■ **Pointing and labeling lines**
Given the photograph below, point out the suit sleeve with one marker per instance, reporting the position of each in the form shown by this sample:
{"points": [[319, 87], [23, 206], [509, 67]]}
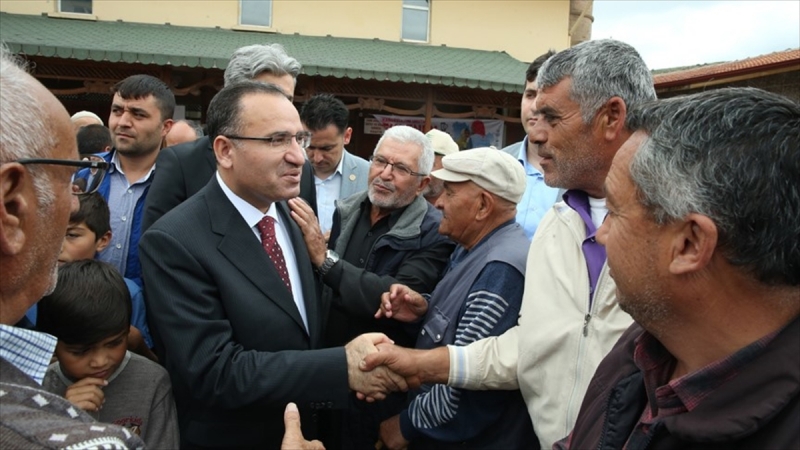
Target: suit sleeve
{"points": [[202, 350], [361, 290], [167, 190]]}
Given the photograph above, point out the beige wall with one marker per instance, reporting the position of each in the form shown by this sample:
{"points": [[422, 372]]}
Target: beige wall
{"points": [[523, 29]]}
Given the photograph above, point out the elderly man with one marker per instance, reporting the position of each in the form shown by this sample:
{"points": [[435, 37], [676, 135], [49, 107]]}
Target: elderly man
{"points": [[539, 197], [182, 131], [186, 168], [479, 296], [443, 145], [385, 235], [713, 284], [569, 318], [231, 295], [38, 157], [338, 173]]}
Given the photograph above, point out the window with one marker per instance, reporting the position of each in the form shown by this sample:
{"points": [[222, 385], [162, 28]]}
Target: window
{"points": [[75, 6], [255, 12], [416, 14]]}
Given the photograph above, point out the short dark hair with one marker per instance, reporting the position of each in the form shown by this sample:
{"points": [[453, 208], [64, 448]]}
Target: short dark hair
{"points": [[93, 211], [223, 113], [322, 110], [93, 139], [91, 302], [533, 69], [142, 86]]}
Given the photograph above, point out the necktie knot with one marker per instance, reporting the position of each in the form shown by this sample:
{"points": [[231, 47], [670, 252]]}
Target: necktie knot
{"points": [[270, 243]]}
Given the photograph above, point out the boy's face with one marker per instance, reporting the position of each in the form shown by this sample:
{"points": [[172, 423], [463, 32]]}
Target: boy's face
{"points": [[81, 243], [99, 360]]}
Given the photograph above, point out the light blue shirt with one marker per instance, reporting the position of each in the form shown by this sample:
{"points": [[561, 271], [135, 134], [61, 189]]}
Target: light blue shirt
{"points": [[328, 191], [538, 197], [29, 351], [122, 199], [252, 216]]}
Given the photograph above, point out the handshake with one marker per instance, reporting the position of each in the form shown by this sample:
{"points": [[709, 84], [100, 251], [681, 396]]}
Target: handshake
{"points": [[375, 366]]}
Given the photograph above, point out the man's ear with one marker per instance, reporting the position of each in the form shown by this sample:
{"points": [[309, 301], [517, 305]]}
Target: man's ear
{"points": [[15, 208], [103, 242], [611, 118], [167, 126], [693, 244], [486, 205], [222, 151], [423, 183]]}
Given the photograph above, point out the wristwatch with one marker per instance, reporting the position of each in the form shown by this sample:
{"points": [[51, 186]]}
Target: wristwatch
{"points": [[331, 258]]}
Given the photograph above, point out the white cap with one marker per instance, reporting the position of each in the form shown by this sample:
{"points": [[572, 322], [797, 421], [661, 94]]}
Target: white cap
{"points": [[82, 114], [492, 169], [442, 143]]}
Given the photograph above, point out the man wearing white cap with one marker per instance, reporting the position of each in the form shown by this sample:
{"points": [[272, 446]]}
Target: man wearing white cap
{"points": [[479, 296], [82, 118], [443, 145]]}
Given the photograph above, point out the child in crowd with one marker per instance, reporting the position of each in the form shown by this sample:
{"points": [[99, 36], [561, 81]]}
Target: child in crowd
{"points": [[89, 312], [89, 232]]}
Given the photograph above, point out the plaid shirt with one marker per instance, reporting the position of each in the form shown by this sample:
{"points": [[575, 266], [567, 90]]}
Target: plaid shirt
{"points": [[667, 398]]}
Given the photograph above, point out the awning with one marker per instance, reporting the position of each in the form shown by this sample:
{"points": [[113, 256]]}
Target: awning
{"points": [[167, 45]]}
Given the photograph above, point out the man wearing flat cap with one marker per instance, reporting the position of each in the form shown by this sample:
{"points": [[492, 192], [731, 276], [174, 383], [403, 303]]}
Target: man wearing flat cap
{"points": [[479, 296], [443, 145]]}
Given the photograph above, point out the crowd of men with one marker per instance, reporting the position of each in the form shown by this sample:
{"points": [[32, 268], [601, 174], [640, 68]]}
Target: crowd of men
{"points": [[627, 276]]}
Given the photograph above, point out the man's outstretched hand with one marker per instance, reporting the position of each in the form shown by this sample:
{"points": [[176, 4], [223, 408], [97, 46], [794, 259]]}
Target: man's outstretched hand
{"points": [[402, 303], [373, 384], [293, 437]]}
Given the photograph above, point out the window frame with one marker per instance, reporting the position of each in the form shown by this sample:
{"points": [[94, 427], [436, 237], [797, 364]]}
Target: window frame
{"points": [[427, 25], [241, 10], [61, 10]]}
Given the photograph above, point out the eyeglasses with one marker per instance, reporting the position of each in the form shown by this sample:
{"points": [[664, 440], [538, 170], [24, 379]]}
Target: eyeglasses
{"points": [[88, 175], [279, 140], [380, 162]]}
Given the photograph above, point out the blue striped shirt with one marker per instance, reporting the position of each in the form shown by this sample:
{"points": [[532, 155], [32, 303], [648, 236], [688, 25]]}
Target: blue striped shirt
{"points": [[29, 351]]}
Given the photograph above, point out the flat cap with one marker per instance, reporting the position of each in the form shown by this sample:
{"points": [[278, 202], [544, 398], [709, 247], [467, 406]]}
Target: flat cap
{"points": [[492, 169], [442, 143]]}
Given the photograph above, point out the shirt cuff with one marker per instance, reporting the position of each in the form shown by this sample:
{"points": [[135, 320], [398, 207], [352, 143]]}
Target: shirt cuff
{"points": [[407, 428]]}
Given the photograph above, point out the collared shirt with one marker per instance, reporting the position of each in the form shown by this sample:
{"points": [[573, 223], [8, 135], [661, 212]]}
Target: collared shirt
{"points": [[29, 351], [252, 216], [328, 191], [122, 199], [538, 197], [668, 398], [593, 252]]}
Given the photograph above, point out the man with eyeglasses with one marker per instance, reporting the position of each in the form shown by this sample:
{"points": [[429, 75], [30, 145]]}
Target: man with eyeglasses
{"points": [[232, 299], [38, 157], [387, 234]]}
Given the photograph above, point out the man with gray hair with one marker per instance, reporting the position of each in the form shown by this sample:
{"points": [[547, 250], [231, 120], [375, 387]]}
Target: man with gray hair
{"points": [[38, 156], [479, 296], [569, 318], [702, 238], [186, 168], [387, 234]]}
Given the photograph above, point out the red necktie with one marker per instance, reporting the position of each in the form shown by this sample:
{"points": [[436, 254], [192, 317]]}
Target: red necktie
{"points": [[267, 228]]}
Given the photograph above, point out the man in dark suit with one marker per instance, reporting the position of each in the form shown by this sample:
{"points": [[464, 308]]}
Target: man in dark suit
{"points": [[232, 298], [185, 168]]}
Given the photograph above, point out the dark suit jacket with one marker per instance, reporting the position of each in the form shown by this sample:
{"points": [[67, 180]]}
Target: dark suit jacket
{"points": [[184, 169], [229, 331]]}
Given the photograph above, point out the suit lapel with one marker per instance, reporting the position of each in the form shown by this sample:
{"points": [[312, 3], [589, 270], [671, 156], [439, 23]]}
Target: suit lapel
{"points": [[239, 245]]}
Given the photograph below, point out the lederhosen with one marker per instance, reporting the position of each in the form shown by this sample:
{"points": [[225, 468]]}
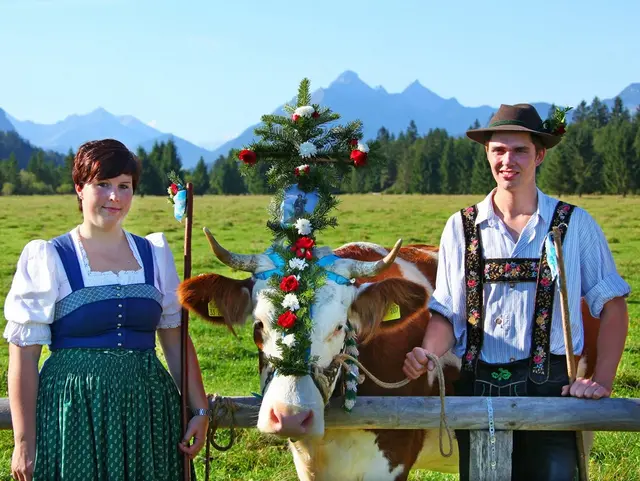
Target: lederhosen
{"points": [[508, 379]]}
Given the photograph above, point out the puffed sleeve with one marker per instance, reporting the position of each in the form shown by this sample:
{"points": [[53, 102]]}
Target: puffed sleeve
{"points": [[30, 305], [167, 279]]}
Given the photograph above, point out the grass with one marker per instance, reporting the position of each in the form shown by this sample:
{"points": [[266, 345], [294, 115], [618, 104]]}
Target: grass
{"points": [[229, 365]]}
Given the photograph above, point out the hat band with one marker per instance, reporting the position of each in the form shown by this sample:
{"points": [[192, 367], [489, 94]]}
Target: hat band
{"points": [[507, 122]]}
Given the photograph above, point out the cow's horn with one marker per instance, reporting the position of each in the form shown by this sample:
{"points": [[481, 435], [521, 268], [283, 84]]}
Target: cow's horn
{"points": [[370, 269], [242, 262]]}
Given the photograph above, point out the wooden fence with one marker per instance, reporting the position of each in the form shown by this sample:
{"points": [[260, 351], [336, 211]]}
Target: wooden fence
{"points": [[472, 413]]}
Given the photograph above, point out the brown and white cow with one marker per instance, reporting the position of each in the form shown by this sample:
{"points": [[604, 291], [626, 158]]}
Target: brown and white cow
{"points": [[293, 407]]}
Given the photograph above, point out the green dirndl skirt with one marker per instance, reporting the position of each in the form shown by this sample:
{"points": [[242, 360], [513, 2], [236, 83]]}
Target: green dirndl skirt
{"points": [[107, 415]]}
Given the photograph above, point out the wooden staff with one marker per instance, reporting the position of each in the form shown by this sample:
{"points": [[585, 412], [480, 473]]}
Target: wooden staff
{"points": [[184, 330], [583, 465]]}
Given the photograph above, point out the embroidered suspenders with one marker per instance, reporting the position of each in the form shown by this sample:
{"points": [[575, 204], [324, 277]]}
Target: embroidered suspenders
{"points": [[479, 271]]}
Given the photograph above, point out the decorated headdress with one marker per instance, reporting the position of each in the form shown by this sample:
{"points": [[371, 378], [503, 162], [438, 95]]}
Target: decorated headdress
{"points": [[308, 154]]}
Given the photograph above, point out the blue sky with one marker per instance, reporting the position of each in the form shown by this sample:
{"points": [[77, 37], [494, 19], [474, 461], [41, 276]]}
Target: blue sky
{"points": [[206, 70]]}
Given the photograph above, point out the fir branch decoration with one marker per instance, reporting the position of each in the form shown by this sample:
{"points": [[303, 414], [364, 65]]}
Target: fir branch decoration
{"points": [[307, 155], [556, 124]]}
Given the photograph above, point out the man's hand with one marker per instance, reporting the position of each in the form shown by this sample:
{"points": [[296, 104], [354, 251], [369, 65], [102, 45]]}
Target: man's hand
{"points": [[417, 363], [586, 388]]}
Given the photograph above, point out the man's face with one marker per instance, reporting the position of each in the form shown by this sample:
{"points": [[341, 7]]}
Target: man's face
{"points": [[513, 160]]}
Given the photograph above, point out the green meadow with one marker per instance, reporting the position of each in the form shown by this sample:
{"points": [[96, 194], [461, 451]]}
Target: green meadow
{"points": [[229, 365]]}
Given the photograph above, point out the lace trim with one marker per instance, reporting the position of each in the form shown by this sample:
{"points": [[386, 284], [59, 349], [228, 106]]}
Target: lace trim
{"points": [[87, 267], [170, 325]]}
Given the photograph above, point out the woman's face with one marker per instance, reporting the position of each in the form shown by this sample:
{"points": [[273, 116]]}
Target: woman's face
{"points": [[106, 202]]}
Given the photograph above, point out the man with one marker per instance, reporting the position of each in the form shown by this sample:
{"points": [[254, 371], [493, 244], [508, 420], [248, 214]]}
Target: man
{"points": [[497, 305]]}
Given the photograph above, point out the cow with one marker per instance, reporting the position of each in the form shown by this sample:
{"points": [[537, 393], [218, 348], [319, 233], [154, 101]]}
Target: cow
{"points": [[293, 406]]}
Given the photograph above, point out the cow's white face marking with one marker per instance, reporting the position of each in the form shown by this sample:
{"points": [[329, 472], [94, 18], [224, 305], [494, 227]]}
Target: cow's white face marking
{"points": [[292, 395]]}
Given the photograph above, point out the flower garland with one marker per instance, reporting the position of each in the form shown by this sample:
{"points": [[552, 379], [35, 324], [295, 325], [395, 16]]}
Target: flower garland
{"points": [[304, 152], [292, 293], [177, 196]]}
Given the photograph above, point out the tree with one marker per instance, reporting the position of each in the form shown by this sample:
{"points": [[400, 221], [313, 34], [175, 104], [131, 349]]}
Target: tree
{"points": [[556, 173]]}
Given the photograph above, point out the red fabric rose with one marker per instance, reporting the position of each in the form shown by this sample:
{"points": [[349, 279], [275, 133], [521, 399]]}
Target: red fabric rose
{"points": [[303, 247], [247, 156], [289, 283], [359, 158], [297, 171], [287, 319]]}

■ **SET TASK**
Reproduce verbatim everything above from the beginning down to the line containing "Target: suit sleeve", including that line. Omit the picture from your copy.

■ **WRITTEN ANSWER**
Given the photograph below, point out the suit sleeve with one marker per instance, reporting the position of each in the form shown by this sample:
{"points": [[319, 87], [23, 206], [509, 67]]}
Target: suit sleeve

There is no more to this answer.